Object point labels

■ ■ ■ ■

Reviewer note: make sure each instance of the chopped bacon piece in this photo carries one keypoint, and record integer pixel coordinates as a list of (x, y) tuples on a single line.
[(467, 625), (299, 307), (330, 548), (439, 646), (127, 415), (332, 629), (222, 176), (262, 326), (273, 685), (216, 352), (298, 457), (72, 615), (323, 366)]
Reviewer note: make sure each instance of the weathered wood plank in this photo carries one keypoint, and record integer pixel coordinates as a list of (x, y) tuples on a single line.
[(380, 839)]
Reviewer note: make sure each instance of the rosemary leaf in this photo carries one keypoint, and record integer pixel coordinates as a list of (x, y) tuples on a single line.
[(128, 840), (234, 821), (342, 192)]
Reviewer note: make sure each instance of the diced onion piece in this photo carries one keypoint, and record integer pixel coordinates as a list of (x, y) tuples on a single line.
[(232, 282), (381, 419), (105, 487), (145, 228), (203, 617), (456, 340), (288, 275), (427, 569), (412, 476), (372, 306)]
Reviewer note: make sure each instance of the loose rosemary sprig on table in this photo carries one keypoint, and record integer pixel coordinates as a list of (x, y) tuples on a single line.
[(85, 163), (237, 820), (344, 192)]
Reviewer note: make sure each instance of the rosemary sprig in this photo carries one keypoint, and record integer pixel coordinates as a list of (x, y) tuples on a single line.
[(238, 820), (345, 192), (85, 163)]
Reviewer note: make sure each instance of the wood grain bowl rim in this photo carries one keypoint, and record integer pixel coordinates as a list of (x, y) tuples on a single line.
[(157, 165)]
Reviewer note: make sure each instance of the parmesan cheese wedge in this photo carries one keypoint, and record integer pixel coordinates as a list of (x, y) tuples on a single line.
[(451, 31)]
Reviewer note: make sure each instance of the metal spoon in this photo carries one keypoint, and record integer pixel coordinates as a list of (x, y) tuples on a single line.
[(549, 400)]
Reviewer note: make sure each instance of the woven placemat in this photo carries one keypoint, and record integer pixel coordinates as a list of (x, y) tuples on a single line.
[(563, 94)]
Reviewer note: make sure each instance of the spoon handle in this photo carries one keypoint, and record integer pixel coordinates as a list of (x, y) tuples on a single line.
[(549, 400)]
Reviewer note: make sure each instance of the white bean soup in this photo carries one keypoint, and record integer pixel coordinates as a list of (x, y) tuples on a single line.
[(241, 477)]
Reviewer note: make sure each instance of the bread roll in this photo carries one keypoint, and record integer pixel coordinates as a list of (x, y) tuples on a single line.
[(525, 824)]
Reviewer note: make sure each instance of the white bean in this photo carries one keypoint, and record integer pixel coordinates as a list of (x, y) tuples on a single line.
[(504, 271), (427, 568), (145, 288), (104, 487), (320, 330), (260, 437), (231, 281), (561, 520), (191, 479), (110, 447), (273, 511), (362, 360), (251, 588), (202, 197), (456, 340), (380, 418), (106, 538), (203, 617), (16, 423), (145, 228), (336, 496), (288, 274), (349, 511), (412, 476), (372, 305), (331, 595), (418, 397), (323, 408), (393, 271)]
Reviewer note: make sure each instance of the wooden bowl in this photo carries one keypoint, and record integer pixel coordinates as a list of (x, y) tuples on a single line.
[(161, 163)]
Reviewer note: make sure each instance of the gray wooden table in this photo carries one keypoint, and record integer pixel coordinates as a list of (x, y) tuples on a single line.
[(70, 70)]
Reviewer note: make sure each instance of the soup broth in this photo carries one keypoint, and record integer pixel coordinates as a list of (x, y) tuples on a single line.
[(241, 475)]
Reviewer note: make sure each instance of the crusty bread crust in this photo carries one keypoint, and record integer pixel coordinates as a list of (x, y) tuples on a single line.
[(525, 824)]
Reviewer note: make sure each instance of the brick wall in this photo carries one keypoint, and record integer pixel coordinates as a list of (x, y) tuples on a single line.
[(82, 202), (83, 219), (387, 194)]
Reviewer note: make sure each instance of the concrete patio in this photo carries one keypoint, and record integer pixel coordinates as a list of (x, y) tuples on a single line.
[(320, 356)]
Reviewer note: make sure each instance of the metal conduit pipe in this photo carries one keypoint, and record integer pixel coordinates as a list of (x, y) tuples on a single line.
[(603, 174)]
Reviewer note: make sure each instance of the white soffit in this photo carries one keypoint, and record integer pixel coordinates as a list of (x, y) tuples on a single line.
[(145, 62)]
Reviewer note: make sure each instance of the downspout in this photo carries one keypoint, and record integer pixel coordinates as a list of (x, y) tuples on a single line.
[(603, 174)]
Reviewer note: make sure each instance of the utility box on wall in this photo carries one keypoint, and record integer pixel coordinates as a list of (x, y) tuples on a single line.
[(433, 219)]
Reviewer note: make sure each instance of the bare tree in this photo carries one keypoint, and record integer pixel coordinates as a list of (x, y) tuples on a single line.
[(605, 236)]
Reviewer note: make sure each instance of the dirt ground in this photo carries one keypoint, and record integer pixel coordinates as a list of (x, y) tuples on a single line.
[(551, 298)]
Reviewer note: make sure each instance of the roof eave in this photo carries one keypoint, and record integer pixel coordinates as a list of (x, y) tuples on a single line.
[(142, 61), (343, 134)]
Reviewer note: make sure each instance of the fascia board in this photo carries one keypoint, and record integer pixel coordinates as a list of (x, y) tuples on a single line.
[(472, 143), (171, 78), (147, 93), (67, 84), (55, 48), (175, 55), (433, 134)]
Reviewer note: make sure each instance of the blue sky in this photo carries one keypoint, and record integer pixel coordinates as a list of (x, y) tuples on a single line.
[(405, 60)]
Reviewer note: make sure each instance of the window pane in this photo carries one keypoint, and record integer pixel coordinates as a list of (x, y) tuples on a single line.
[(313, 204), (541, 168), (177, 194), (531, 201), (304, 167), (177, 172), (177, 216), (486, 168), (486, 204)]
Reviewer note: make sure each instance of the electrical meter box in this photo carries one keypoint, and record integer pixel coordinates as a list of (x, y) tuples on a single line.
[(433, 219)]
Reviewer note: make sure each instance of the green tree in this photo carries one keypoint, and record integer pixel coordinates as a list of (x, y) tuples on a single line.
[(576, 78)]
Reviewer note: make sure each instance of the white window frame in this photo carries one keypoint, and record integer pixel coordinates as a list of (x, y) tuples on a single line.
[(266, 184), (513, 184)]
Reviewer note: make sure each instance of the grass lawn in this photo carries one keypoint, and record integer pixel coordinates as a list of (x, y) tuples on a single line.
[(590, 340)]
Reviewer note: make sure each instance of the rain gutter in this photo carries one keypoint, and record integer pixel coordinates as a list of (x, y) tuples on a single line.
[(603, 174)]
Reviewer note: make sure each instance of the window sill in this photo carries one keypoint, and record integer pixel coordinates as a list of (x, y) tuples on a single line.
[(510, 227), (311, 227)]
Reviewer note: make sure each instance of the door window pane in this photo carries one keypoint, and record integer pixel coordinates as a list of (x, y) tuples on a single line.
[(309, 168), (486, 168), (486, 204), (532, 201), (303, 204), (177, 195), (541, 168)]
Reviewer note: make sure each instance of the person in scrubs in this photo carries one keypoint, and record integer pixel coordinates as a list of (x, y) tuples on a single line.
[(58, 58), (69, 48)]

■ ■ ■ ■

:: WHAT IS ASKED ::
Rescale the listing starting at the line that contains "Reviewer note: make sure each instance of the rosemary sprig" and ending at the line that contains "[(451, 31)]". Write out every line in that span again, note lines included, with each coordinate in the answers multiplied by 1.15 and rounded to a whole number, halves going up.

:: EXERCISE RESULT ::
Reviewer note: make sure each instance of the rosemary sprig in this photo carries one keypoint, and record integer pixel coordinates as a list of (x, y) tuples on a single line.
[(274, 943), (397, 221), (98, 187)]
Reviewer note: make sure each instance of the wood grain bowl rim in this photo carries one keypoint, and record integer pixel coordinates as a list of (x, y) tuples on a single line.
[(181, 190)]
Reviewer note: make sure each instance of the parmesan cheese wedge in this photo carries one keypoint, and record integer pixel coordinates as a list of (x, y) tuples on a single line.
[(519, 36)]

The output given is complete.